Requirement
A verbatim transcript of the lines below, starting at the first and ending with the one that holds "Isolate the double-decker bus in this image.", is what should be produced.
Start of Listed entries
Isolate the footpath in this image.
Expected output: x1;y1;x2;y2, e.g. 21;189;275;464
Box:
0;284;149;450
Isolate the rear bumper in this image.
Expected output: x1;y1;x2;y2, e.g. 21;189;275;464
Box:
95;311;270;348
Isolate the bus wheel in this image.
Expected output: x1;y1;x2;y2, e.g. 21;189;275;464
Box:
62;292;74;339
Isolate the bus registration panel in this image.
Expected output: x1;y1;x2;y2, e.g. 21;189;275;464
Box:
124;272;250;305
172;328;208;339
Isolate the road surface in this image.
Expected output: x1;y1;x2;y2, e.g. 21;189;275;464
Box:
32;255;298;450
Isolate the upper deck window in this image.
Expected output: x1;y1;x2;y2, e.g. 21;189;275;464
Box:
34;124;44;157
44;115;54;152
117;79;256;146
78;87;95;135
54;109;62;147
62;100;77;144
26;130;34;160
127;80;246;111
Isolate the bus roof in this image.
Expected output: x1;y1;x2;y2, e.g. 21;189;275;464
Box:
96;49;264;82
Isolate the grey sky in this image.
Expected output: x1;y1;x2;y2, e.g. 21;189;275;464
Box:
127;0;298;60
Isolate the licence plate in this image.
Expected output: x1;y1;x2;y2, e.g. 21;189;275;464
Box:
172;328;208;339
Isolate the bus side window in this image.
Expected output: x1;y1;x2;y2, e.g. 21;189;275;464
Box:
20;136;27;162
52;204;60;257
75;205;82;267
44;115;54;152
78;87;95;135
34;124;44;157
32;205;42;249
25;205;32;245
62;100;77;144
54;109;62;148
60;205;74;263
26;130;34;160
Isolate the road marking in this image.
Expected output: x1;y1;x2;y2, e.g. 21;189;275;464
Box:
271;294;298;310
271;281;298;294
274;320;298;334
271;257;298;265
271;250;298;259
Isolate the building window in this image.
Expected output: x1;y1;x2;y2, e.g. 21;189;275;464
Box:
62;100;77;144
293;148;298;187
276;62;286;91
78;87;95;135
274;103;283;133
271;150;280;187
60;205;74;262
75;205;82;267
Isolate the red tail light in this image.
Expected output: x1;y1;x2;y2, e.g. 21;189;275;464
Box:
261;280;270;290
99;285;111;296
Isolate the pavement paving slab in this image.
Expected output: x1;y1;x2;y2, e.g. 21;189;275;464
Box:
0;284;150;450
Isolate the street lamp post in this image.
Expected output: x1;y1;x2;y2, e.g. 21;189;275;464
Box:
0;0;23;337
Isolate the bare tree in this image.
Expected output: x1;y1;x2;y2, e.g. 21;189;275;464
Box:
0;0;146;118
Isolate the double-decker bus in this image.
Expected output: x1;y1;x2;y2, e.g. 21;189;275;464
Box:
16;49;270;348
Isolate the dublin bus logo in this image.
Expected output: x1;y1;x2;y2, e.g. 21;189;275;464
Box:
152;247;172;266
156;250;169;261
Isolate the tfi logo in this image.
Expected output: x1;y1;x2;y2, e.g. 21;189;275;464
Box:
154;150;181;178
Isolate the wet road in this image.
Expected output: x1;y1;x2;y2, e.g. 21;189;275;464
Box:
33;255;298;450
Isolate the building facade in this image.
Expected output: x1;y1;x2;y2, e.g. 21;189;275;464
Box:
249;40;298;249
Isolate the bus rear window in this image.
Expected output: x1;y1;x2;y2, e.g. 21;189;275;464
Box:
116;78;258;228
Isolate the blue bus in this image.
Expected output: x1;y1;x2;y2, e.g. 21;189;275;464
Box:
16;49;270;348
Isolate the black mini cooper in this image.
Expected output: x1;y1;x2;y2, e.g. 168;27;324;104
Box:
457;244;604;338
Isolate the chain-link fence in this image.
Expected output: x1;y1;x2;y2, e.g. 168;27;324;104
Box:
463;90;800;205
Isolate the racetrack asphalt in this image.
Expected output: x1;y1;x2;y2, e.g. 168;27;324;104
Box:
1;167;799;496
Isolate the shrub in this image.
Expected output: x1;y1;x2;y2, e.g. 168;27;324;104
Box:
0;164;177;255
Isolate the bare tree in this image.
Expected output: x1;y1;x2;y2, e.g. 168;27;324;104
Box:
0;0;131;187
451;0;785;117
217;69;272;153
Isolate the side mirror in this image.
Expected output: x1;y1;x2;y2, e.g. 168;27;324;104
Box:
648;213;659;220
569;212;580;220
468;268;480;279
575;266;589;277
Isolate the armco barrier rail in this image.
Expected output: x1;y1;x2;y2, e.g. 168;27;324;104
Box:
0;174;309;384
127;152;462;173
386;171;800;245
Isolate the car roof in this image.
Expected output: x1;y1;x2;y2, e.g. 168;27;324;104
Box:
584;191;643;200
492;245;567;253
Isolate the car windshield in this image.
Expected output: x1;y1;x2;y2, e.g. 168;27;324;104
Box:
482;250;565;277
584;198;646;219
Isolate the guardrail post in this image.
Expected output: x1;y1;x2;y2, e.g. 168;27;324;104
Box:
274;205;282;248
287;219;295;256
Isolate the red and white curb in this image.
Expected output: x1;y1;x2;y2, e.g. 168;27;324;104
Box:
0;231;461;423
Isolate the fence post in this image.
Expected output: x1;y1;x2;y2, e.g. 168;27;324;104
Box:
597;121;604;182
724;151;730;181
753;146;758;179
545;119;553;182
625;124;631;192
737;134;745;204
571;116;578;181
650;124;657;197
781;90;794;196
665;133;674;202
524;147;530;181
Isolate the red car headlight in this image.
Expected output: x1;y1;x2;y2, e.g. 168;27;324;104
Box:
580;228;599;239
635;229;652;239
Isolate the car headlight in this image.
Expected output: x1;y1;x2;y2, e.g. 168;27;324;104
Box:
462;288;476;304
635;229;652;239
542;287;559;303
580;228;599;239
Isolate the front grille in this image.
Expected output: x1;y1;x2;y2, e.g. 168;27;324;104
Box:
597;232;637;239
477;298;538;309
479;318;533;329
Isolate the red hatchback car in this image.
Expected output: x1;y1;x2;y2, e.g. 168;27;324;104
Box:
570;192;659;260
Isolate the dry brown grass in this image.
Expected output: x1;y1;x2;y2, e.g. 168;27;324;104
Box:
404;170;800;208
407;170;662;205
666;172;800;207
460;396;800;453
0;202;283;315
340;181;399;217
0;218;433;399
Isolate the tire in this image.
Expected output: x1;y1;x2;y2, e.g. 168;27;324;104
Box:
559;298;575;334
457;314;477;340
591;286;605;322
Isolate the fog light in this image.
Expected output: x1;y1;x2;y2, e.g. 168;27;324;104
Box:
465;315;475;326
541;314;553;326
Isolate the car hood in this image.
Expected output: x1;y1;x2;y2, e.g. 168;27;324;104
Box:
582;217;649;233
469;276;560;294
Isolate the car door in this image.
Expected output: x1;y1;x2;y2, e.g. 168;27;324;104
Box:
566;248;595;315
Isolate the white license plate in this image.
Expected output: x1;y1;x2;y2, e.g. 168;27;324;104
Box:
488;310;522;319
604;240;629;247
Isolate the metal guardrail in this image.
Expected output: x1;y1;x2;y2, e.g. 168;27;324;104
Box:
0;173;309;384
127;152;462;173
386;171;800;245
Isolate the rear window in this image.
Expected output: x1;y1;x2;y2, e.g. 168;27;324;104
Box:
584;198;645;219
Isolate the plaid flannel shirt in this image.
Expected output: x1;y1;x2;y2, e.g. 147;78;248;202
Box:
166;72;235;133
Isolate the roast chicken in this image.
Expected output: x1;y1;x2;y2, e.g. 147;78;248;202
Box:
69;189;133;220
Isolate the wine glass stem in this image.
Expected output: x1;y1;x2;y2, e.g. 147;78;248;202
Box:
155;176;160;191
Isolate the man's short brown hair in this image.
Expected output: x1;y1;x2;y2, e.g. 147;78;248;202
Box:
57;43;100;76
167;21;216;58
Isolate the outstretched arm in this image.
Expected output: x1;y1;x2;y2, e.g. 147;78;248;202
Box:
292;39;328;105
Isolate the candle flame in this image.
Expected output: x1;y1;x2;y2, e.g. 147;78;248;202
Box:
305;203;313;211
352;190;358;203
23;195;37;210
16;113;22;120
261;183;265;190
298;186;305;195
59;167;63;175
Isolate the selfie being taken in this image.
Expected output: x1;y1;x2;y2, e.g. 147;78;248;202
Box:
End of Listed entries
Answer for the task
Isolate the footpath in this image.
Expected output: x1;y1;x2;y2, e.g. 21;189;275;464
Box:
0;284;149;450
Isolate the rear bumper in this image.
Expected output: x1;y1;x2;y2, e.g. 21;189;275;464
Box:
95;311;270;348
Isolate the bus wheel in this image.
Expected output: x1;y1;x2;y2, e.g. 21;189;275;464
Box:
62;292;74;339
Isolate the bus registration panel in this image.
Expected output: x1;y1;x2;y2, e.g. 21;189;275;464
Box:
124;272;250;305
172;328;208;339
Isolate the road surface in this image.
Expected output: x1;y1;x2;y2, e.g. 21;189;275;464
Box:
32;255;298;450
Isolate the upper deck window in this image.
Expected output: x1;y1;x2;y2, e.g. 21;189;275;464
Box:
34;124;44;157
44;115;54;152
117;79;256;146
78;87;95;135
54;109;62;147
62;100;77;144
26;130;34;160
127;80;246;111
Isolate the bus roof in this image.
Expected output: x1;y1;x2;y2, e.g. 21;189;275;464
Box:
96;49;264;82
Isolate the grey sky in this image.
Expected output: x1;y1;x2;y2, e.g. 21;189;275;464
Box:
127;0;298;60
Isolate the licence plate in this image.
Expected output: x1;y1;x2;y2, e.g. 21;189;275;464
Box:
172;328;208;339
Isolate the bus side window in this image.
Expected output: x1;y1;x2;y2, e.g. 21;189;275;464
Box:
20;136;27;162
52;204;60;257
75;205;82;267
44;115;54;152
78;87;95;135
34;124;44;157
32;205;42;249
25;205;32;245
62;100;77;144
54;109;62;148
60;205;74;263
26;130;34;160
Isolate the road marking in this image.
Expected output: x1;y1;x2;y2, e.g. 21;189;275;464
Box:
271;294;298;310
271;281;298;294
274;320;298;334
271;257;298;265
271;250;298;259
Isolate the building window in this image.
Expected output: x1;y1;x2;y2, e.g. 21;189;275;464
Box:
62;100;77;144
293;148;298;187
276;62;286;91
78;87;95;135
274;103;283;133
271;150;280;187
60;205;74;262
75;205;82;267
Isolate the red tail light in this image.
Expected output: x1;y1;x2;y2, e.g. 21;189;275;464
Box:
261;280;270;290
99;285;111;296
Isolate the pavement paving slab in this image.
Expected output: x1;y1;x2;y2, e.g. 21;189;275;464
Box:
0;284;150;450
Isolate the street lamp post in this image.
Expected output: x1;y1;x2;y2, e.g. 21;189;275;464
Box:
0;0;23;337
Isolate the bare tree in this image.
Expected output: x1;y1;x2;y2, e.g. 21;189;275;464
Box:
0;0;146;118
Isolate the double-decker bus in this image.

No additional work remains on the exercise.